Work to complete → Whenever a line below mentions the word "Query", that line should be copied.

━━━ Records for the exercise ━━━

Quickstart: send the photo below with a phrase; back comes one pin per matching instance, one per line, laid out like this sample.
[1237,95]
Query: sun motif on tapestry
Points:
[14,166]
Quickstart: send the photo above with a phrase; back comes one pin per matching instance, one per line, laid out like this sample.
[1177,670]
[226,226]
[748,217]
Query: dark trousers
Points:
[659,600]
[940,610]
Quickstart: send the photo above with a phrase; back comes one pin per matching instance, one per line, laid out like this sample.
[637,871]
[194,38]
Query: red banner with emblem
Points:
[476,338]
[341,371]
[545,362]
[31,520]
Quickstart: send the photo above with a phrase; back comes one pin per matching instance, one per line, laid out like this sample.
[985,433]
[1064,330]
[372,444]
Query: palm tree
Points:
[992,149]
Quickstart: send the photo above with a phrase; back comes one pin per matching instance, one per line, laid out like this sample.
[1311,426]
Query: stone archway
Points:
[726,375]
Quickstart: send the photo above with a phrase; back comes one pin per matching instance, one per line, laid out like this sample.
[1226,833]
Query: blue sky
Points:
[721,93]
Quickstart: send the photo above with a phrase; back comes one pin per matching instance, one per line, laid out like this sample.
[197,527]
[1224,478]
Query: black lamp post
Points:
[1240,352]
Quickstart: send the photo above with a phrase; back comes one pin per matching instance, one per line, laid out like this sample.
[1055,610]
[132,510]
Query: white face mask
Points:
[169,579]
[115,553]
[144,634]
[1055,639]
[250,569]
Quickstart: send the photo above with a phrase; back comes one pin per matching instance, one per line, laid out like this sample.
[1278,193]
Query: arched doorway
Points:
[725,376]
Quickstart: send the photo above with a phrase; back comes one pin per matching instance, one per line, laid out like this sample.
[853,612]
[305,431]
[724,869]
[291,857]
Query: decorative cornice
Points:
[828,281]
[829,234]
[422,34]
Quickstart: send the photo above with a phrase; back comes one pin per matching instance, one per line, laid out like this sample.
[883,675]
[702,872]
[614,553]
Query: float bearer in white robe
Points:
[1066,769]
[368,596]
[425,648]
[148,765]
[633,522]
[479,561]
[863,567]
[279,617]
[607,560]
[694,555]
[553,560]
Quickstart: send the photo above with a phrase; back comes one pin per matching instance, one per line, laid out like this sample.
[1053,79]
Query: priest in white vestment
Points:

━━━

Exercise response →
Query: sun motif on tapestry
Query: dark trousers
Query: red banner with emblem
Query: palm tree
Query: stone archway
Query: blue sky
Query: black lamp post
Query: white face mask
Query: arched doorway
Query: decorative cornice
Query: float bearer in white robe
Query: priest in white vestment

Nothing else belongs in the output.